## Work required
Which lines of the entries contain the word "with"? Please list them.

## Input for this task
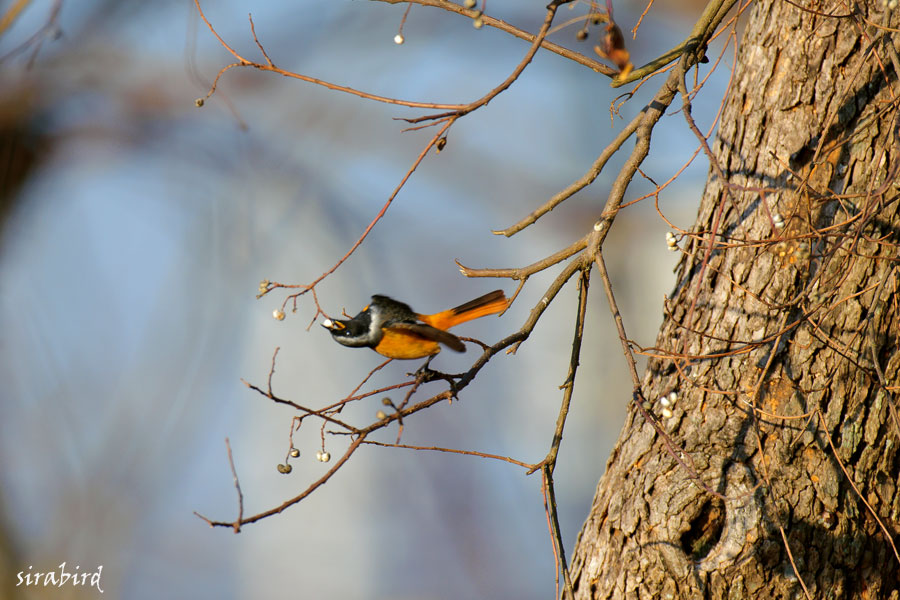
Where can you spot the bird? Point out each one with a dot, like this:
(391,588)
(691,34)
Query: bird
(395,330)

...

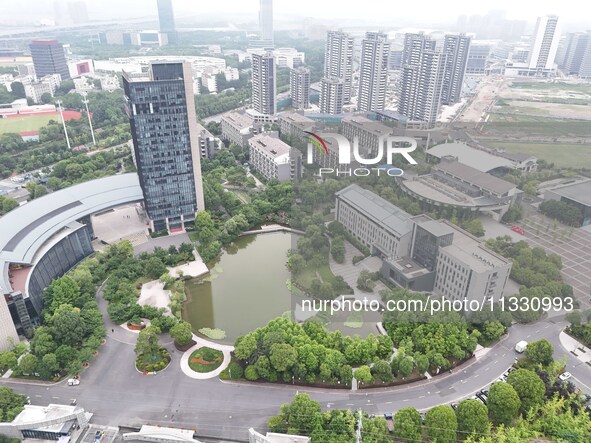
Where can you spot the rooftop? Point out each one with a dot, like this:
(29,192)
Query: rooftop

## Result for this task
Where can you spot the bird? Point out each one with a dot, like this:
Where can you spot the rooftop? Point out each one with a dot, like this:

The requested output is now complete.